--- START OF Provided records ---

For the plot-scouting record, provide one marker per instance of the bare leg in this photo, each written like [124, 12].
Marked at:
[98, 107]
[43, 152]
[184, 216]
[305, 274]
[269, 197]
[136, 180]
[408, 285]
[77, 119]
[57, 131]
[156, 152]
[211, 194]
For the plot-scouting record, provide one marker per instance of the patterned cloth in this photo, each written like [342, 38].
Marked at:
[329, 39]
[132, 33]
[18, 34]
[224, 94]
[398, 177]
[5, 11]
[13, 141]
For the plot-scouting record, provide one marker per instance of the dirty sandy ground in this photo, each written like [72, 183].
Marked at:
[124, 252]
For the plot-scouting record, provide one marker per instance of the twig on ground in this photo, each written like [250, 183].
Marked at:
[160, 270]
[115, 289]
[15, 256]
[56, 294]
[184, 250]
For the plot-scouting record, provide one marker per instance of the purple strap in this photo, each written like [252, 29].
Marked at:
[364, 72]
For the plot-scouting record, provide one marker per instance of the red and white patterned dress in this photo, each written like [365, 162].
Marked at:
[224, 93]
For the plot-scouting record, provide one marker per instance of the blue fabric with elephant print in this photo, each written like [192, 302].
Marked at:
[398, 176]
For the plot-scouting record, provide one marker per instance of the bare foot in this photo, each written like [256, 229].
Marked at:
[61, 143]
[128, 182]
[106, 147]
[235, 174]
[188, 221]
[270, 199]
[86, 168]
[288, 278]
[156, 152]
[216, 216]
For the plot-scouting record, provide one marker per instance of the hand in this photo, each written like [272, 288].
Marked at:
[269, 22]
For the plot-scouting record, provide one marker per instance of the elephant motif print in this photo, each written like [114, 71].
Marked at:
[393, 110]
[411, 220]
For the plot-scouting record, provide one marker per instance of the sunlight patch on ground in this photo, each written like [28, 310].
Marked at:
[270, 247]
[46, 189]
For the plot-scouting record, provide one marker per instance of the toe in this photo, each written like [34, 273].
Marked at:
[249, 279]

--- END OF Provided records ---

■ **Instructions to follow**:
Return every record above exactly as it appears.

■ **Full response**:
For the plot-scouting record, provide one marker per instance of the bare leg in this photo, each written like [124, 12].
Marked at:
[98, 107]
[43, 152]
[184, 216]
[305, 274]
[269, 197]
[136, 180]
[408, 285]
[77, 119]
[57, 131]
[156, 152]
[211, 194]
For the plot-scouting record, provide one marker per instance of the patterned cloth in this photo, each written like [342, 38].
Marked at:
[329, 39]
[132, 33]
[18, 34]
[224, 94]
[398, 177]
[5, 11]
[13, 141]
For the plot-scouting record, provide one marker per instance of the dirty sandy ground in this photo, each written like [72, 183].
Marked at:
[124, 252]
For the plot-scouting record, provide one marker per instance of the twig on ground in this photo, each written like [250, 183].
Marked at:
[160, 270]
[115, 289]
[15, 256]
[56, 294]
[184, 250]
For the plot-scouting record, provide one marker per instance of the purple strap in this photo, each written like [252, 29].
Marked at:
[364, 72]
For the plot-scouting record, provide one marker per instance of the red and white patterned dress in this photo, each written like [365, 162].
Marked at:
[224, 93]
For the plot-scouting record, provide one marker per instance of the blue fabric with elephant print in this photo, each written like [192, 302].
Marked at:
[398, 176]
For the plot-scouting record, provide one marker per instance of the bare foot in this photo, each written like [256, 229].
Marked at:
[61, 143]
[128, 182]
[106, 147]
[235, 174]
[188, 221]
[270, 199]
[86, 168]
[288, 278]
[156, 152]
[216, 216]
For the plot-scouting record, provide one marker per instance of the hand in this photo, each written like [272, 288].
Marked at:
[269, 22]
For the plot-scouting record, provide one marker per instance of the elephant motif print in this photo, each written like [114, 71].
Marked at:
[393, 110]
[411, 220]
For the plot-scouting record, provide one marker per instance of the sunlight patch on ground in this photo, each written like [28, 310].
Marked at:
[270, 247]
[46, 189]
For the plot-scouting record, provide one marker per instance of the toe in this photo, each written like [34, 273].
Marked at:
[249, 279]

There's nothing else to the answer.